• [Request]
The entries need to be copied exactly.

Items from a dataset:
-- -- --

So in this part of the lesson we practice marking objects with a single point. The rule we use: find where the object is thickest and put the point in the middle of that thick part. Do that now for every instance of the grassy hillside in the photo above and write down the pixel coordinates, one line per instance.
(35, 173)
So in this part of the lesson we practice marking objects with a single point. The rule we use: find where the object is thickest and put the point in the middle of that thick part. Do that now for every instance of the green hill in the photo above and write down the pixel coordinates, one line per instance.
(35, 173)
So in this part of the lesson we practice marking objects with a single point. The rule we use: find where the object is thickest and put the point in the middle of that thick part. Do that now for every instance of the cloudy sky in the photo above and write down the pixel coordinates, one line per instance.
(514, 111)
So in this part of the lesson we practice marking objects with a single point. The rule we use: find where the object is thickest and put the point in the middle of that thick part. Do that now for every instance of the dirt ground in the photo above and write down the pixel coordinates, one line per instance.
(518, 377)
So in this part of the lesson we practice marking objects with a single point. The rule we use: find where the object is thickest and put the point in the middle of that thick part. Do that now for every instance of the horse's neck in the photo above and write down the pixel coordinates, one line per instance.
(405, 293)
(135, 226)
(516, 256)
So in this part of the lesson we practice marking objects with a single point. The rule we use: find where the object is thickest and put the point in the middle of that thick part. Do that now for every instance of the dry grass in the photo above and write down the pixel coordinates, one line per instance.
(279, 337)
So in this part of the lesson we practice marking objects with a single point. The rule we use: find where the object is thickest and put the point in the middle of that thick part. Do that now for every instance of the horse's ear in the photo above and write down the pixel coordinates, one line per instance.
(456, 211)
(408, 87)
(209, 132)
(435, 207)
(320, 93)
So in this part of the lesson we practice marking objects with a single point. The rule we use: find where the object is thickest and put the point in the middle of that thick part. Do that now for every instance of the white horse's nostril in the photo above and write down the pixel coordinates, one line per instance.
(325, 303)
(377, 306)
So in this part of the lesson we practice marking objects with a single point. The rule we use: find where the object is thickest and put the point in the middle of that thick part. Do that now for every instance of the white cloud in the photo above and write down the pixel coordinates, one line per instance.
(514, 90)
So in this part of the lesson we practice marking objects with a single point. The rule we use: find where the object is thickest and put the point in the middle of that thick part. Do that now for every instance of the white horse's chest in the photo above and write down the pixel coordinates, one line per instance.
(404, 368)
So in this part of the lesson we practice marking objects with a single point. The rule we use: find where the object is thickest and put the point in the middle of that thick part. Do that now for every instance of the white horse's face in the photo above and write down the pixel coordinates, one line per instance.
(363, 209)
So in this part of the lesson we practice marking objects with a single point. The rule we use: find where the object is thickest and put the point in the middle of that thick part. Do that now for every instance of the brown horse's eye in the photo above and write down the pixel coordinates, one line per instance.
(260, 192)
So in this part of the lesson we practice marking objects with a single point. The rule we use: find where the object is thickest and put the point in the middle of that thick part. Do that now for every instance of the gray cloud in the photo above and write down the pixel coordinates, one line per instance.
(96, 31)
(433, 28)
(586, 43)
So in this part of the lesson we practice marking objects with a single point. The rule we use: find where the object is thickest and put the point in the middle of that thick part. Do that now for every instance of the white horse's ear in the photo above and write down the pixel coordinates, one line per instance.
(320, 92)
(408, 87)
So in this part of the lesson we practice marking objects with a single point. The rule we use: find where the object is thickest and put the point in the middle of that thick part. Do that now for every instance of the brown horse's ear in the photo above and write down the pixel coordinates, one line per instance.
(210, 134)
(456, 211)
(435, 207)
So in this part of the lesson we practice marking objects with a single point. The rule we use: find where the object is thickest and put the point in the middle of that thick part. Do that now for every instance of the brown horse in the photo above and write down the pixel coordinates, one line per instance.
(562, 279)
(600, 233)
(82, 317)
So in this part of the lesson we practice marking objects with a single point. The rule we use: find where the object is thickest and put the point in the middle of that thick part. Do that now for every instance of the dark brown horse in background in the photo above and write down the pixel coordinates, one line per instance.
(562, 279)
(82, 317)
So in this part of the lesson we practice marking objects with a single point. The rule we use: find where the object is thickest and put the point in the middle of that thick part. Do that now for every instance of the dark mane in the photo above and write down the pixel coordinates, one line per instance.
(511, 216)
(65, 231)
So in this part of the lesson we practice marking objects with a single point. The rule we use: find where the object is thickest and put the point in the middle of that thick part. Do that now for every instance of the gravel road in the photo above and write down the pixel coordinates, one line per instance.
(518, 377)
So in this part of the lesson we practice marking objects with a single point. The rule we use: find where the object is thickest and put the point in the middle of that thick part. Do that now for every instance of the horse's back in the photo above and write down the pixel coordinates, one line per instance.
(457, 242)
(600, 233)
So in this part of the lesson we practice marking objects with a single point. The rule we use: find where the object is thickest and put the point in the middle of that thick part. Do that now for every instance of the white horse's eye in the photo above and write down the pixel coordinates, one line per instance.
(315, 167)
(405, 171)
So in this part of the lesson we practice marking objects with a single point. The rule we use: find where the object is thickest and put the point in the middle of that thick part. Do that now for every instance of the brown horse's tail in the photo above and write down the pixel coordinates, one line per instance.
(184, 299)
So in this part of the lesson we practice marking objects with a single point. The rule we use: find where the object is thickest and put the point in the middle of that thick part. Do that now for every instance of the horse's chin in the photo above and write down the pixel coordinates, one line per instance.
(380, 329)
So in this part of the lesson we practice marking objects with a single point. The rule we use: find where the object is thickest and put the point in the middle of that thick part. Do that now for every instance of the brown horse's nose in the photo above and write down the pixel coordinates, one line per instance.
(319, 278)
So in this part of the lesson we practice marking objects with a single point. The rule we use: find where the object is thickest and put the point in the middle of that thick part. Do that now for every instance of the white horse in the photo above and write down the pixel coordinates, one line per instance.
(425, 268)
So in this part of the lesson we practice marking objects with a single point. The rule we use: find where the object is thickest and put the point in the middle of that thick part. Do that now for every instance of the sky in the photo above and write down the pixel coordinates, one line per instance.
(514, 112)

-- -- --

• [Result]
So in this part of the lesson we practice marking objects with a single point. The rule we use: find where the object is thickest and put the point in the middle of that thick part. Do that now for every instance of the grassy hillside in the photo above and write down the pixel coordinates, one line per instance.
(35, 173)
So in this part of the lesson we practice marking objects with a single point. The rule we use: find where the object is thickest and put the point in the middle of that thick part. Do that now for every instance of the green hill in the photo above and write down the pixel coordinates, one line per instance.
(35, 173)
So in this part of the lesson we practice marking objects with a single point. The rule we use: find where the object is thickest and put the point in the middle of that thick part. Do that now for every instance of the cloudy sky in the photo above and write down the pixel coordinates, one line per instance.
(514, 111)
So in this part of the lesson we practice marking objects with a single point. The rule we use: find where the object is thickest and put the point in the middle of that thick part. Do that now for every instance of the dirt ground in the photo above and write down the pixel coordinates, one line per instance.
(518, 377)
So in this part of the lesson we practice marking objects with a single point. The rule we use: find where the object is thickest and put the point in the middle of that thick part. Do that now for every instance of the horse's neck in the photo above and write down the pixel coordinates, one line per instance.
(405, 293)
(135, 226)
(516, 256)
So in this part of the lesson we practice marking objects with a single point. The rule we use: find where the object is thickest and put the point in the middle of that thick part. Do that now for every instance of the dry grass in the photo above and write down the pixel coordinates, one line per instance.
(279, 337)
So in this part of the lesson we practice marking objects with a single point. The rule we use: find where the object is thickest and put the point in the middle of that thick part. Do that now for every instance of the horse's ear in the photo above and write down the pixel coordinates, one line per instance.
(456, 211)
(408, 87)
(209, 132)
(435, 207)
(320, 93)
So in this part of the lesson we practice marking objects with a single point. The rule we use: find where the object is thickest and put the point in the middle of that thick part. Do that now for every instance of the white horse's nostril in the photo above and write down the pixel coordinates, one line per instance.
(325, 303)
(377, 306)
So in this part of the lesson we practice marking objects with a single point. The rule we use: find where the object is thickest and put the point in the middle of that thick part. Do that now for every instance of the white cloud in the photo above and write down the pixel coordinates, one line per instance.
(514, 90)
So in this part of the lesson we practice marking objects with a single point. The rule we use: find where the object is thickest and put the point in the middle of that thick part. Do that now for every instance of the white horse's chest in the photo above and write down the pixel coordinates, one line per instance.
(404, 368)
So in this part of the lesson we practice marking objects with a single point. The rule we use: find where the object is thickest and put the point in the middle of that thick part. Do that now for every instance of the white horse's face in the photo above and write down the pixel coordinates, one line per instance.
(363, 209)
So in this part of the lesson we practice marking objects with a single point. The rule we use: find where the object is thickest and put the point in the middle of that thick part. Do that now for every instance of the brown horse's eye in the photo above and write down the pixel coordinates, one line per instance.
(260, 192)
So in this part of the lesson we practice marking objects with a single point. The rule we use: find where the object is thickest and put the point in the middle of that thick part. Do that now for every instance of the gray cloud in the photo above and write down the pixel coordinates, one line per instance.
(96, 31)
(433, 28)
(586, 43)
So in this part of the lesson we practice marking objects with a single point. The rule we use: find where the object is thickest and put the point in the middle of that thick part. Do that now for every instance of the white horse's ear in the photo above and write down the pixel coordinates, one line per instance.
(320, 92)
(408, 87)
So in this part of the lesson we practice marking objects with a single point. The rule we use: find where the object is thickest and put the point in the middle of that thick part. Do that now for every instance of the brown horse's ear in the photo above and write down the pixel coordinates, one line per instance.
(210, 134)
(456, 211)
(435, 207)
So in this part of the lesson we practice marking objects with a single point. The rule we use: find where the object is thickest and put the point in the middle of that thick part. Do that now for every instance of the brown horse in the photo above and write down the pixel coordinates, one line per instance.
(562, 279)
(600, 233)
(82, 317)
So in this part of the lesson we practice marking objects with a single point. The rule we use: find where the object is thickest and put the point in the middle of that thick part. Do that now for every instance of the dark brown horse in background in the photo above and write down the pixel coordinates, one line per instance.
(562, 279)
(82, 317)
So in this part of the lesson we practice marking objects with a single point. The rule we use: find where the object is thickest and put the point in the middle of that thick part. Do that now for every instance of the dark mane in the photo above and write down the pixel coordinates, one line per instance.
(511, 216)
(65, 231)
So in this part of the lesson we practice marking objects with a single point. The rule we use: find where the object is thickest and put the point in the middle of that thick part. Do that now for every instance of the gravel road in the photo above and write down the pixel coordinates, one line per instance.
(518, 377)
So in this part of the lesson we practice marking objects with a single point. The rule we use: find where the object is thickest and put the point in the middle of that thick part. Do that now for every instance of the horse's back in the photo above and write down the pixel coordinates, one line per instance.
(457, 242)
(600, 233)
So in this part of the lesson we practice marking objects with a single point. The rule we use: find where the object is thickest and put the point in the middle of that thick part. Do that now for every instance of the white horse's eye in the photo above and write down the pixel coordinates, one line per instance.
(315, 167)
(405, 171)
So in this part of the lesson we practice marking objects with a single point. The rule we use: find where the object is thickest and put the point in the middle of that thick part. Do that now for every instance of the brown horse's tail in the photo above and write down the pixel coordinates, one line per instance.
(184, 299)
So in this part of the lesson we practice marking objects with a single point. The rule we use: find where the object is thickest and put the point in the middle of that thick part. Do that now for every instance of the horse's chin in the photo above and write down the pixel coordinates, one line per instance.
(380, 329)
So in this part of the lesson we practice marking objects with a single point. The rule we use: find where the object is thickest and put the point in the middle of that thick part. Do that now for every instance of the brown horse's nose in the photo above and write down the pixel coordinates, one line per instance.
(319, 278)
So in this part of the lesson we practice marking objects with a single point. The rule we use: find where the object is thickest and put the point in the middle of that thick part. Do that now for every instance of the white horse in the photo above and write down the pixel coordinates, one line per instance.
(425, 268)
So in this part of the lesson we practice marking objects with a single point. The rule we use: find where the object is thickest and put the point in the middle of that thick part. Do that now for every instance of the sky in the photo above and write down the pixel coordinates, one line per instance.
(514, 112)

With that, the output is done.